Text extract:
"""

Wednesday, October 8, 2008

Love Songs, Etc.


It's a dreary, rainy day here at the office. A disc jockey at a local radio station commented that this gray mess is perfect "love makin'" weather. I don't take issue with his correlation of "nookie" and rainy days. What I do have a problem with is the song choice that followed. I'm sure you've guessed it already-- Marvin Gaye, "Let's Get It On." It's a certified classic, no arguments here, but its time to retire it. Its a cliche of itself. Boring white septuagenarian dentists can sing every word. Not to mention, there are far better (and sexier) songs in the Marvin Gaye oeuvre. A staw poll here at the office reveals a stronger preference for "You're All I Need to Get By" and "Sexual Healing."

All of this discussion brought us to this: what other sacred cows in the love song genre need to taked down, or, perhaps, just out of rotation for a few years. Here are a few tired songs and our suggested replacements. Feel free to chime in. (You're right... we do a whole lot of goofing off at work.)

"""

Recorded information:
"""

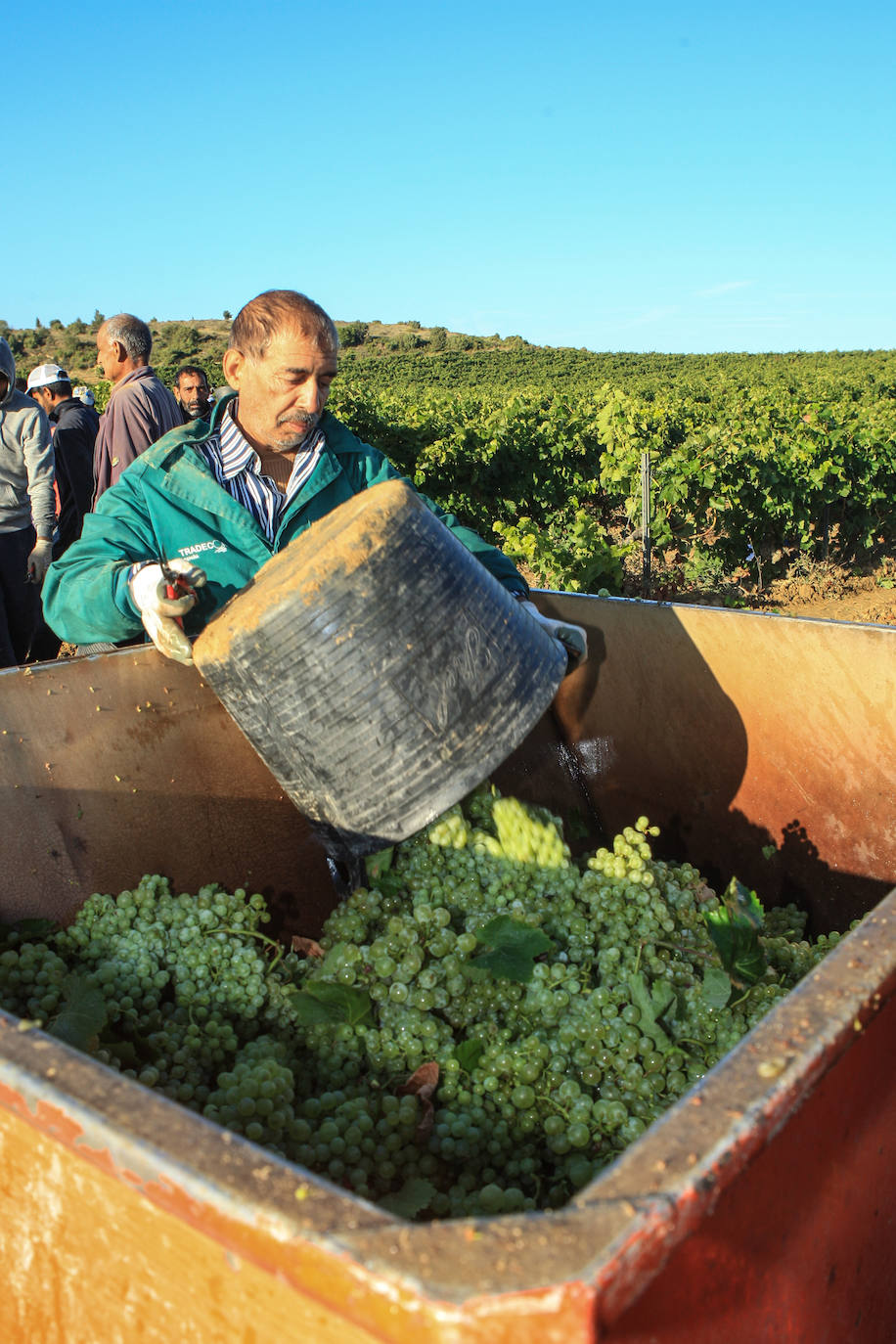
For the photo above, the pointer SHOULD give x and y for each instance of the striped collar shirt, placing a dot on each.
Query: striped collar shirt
(237, 468)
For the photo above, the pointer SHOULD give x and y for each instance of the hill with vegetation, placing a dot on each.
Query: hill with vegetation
(763, 470)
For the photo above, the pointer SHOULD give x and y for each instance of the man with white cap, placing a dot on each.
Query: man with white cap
(27, 513)
(75, 434)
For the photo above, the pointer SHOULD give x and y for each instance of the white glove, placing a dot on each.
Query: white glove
(39, 562)
(158, 613)
(572, 637)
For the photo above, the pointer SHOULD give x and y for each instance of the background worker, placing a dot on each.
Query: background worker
(27, 513)
(218, 500)
(140, 409)
(72, 442)
(191, 392)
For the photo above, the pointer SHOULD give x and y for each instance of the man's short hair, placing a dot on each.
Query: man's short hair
(259, 320)
(132, 334)
(191, 369)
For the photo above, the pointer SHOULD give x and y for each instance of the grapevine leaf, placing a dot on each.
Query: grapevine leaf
(716, 987)
(735, 931)
(82, 1015)
(651, 1005)
(306, 946)
(379, 863)
(332, 962)
(740, 902)
(411, 1199)
(469, 1053)
(511, 949)
(323, 1002)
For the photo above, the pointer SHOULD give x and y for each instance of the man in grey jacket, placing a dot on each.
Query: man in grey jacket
(27, 513)
(140, 409)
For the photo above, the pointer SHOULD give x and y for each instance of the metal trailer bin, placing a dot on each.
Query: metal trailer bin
(760, 1207)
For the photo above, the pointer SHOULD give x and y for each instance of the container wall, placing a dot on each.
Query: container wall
(735, 733)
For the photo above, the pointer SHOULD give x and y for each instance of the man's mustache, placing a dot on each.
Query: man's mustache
(297, 419)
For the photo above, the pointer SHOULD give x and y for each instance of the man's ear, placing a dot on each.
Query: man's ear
(233, 367)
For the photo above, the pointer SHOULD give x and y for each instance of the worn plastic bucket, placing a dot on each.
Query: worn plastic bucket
(378, 668)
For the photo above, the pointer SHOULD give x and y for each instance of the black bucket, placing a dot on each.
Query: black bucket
(378, 668)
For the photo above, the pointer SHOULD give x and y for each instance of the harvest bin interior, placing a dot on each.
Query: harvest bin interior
(759, 1207)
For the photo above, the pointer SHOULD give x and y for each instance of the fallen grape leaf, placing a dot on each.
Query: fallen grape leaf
(379, 863)
(651, 1003)
(735, 931)
(422, 1084)
(716, 987)
(740, 902)
(306, 946)
(323, 1002)
(82, 1015)
(512, 948)
(411, 1199)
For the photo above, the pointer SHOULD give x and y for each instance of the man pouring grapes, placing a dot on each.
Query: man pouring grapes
(197, 515)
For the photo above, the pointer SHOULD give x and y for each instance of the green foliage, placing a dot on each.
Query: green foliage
(511, 948)
(352, 334)
(735, 930)
(569, 552)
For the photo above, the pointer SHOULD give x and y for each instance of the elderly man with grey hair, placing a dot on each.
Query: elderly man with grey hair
(140, 409)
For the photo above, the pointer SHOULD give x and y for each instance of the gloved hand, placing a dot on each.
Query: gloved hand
(160, 613)
(572, 637)
(39, 562)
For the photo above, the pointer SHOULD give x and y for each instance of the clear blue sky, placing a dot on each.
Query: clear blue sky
(648, 178)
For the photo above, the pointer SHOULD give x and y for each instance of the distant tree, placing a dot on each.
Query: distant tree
(352, 334)
(67, 351)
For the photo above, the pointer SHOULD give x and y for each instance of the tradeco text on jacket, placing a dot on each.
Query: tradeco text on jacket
(168, 504)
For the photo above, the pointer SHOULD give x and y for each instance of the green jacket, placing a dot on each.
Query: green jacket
(168, 504)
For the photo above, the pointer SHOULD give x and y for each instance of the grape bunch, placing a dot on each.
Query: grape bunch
(488, 1024)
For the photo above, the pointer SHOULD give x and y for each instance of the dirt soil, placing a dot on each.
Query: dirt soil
(848, 600)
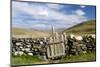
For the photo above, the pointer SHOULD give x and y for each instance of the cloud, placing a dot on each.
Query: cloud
(42, 16)
(82, 6)
(80, 12)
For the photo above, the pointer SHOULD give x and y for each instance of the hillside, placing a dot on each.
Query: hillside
(31, 33)
(86, 27)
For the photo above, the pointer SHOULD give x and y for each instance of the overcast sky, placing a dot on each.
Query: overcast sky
(44, 15)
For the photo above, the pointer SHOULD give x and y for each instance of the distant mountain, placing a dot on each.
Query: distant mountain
(29, 32)
(85, 27)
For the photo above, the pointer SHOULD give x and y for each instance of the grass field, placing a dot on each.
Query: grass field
(24, 60)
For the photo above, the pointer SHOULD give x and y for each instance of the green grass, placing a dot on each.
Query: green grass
(24, 60)
(80, 58)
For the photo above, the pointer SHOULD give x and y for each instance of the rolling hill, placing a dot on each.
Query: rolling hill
(88, 27)
(16, 32)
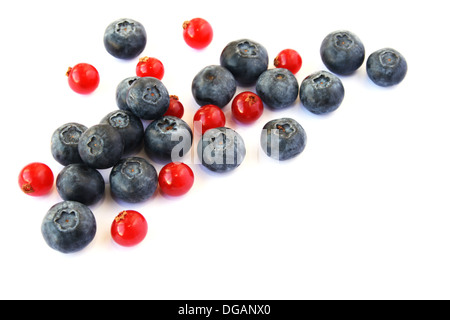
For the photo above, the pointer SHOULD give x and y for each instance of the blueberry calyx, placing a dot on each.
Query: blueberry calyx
(66, 220)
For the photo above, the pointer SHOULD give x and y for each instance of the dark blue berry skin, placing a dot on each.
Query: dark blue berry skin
(167, 139)
(133, 180)
(125, 38)
(321, 92)
(246, 60)
(283, 139)
(130, 128)
(122, 92)
(386, 67)
(64, 144)
(78, 182)
(101, 146)
(148, 98)
(221, 149)
(277, 88)
(69, 227)
(342, 52)
(213, 85)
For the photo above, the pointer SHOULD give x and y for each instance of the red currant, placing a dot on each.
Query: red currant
(247, 107)
(129, 228)
(176, 179)
(83, 78)
(36, 179)
(176, 108)
(150, 67)
(210, 116)
(288, 59)
(197, 33)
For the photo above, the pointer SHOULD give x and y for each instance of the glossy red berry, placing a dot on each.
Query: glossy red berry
(36, 179)
(176, 179)
(289, 59)
(83, 78)
(210, 116)
(197, 33)
(176, 108)
(150, 67)
(247, 107)
(129, 228)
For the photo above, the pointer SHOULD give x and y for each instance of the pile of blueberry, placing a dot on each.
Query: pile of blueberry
(69, 226)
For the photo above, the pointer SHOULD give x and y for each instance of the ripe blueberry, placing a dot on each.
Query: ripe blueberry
(213, 85)
(130, 128)
(101, 146)
(221, 149)
(125, 38)
(283, 139)
(321, 92)
(168, 139)
(245, 59)
(342, 52)
(277, 88)
(133, 180)
(69, 226)
(64, 143)
(386, 67)
(148, 98)
(78, 182)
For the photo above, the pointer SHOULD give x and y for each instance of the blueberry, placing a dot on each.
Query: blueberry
(130, 128)
(167, 139)
(133, 180)
(101, 146)
(78, 182)
(148, 98)
(246, 60)
(283, 139)
(321, 92)
(69, 226)
(386, 67)
(221, 149)
(122, 92)
(342, 52)
(213, 85)
(125, 38)
(65, 143)
(277, 88)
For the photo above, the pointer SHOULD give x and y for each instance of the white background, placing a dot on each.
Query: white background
(363, 213)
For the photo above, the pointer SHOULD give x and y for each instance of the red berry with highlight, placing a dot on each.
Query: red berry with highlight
(210, 116)
(176, 179)
(83, 78)
(247, 107)
(36, 179)
(176, 108)
(289, 59)
(197, 33)
(150, 67)
(129, 228)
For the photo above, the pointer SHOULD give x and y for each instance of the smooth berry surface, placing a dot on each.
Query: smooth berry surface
(150, 67)
(83, 78)
(197, 33)
(176, 179)
(176, 108)
(210, 116)
(129, 228)
(36, 179)
(125, 38)
(69, 226)
(289, 59)
(247, 107)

"""

Exercise set:
**1)** Find every row above that contains the word "hillside" and copy each of those rows in full, matching case exactly.
**2)** Resume the blog post about tired love songs and their replacements, starting right after its last sentence.

Answer set:
**1)**
For the photo above, the pointer SHOULD give x and y for each instance of the hillside, placing a dot on each.
Query: hillside

**2)**
Get rid of it: "Take My Breath Away" by Berlin
Substitute: "I'll Be Your Lover Too" by Van Morisson

Get rid of it: "Every Breath You Take" by The Police
Substitute: "Wicked Game" by Chris Isaak

Get rid of it: Anything by Sade
Substitute: Anything by Maxwell

Get rid of it: "Unchained Melody" by The Righteous Brothers
Substitute: "You Are So Beautiful" by Joe Cocker

Get rid of it: "A Groovy Kind of Love" by Phil Collins
Substitute: "I've Got Dreams to Remember" by Otis Redding.

No arguing:
"At Last" by Etta James
"Bring It On Home to Me" by Sam Cooke
"Your Song" by Elton John

Let us know what you think. This has prompted a rather heated discussion here at Eight at Eight Headquaters! And here's hoping that the weather improves. If it doesn't, well... I'm sure you can find something to occupy your time.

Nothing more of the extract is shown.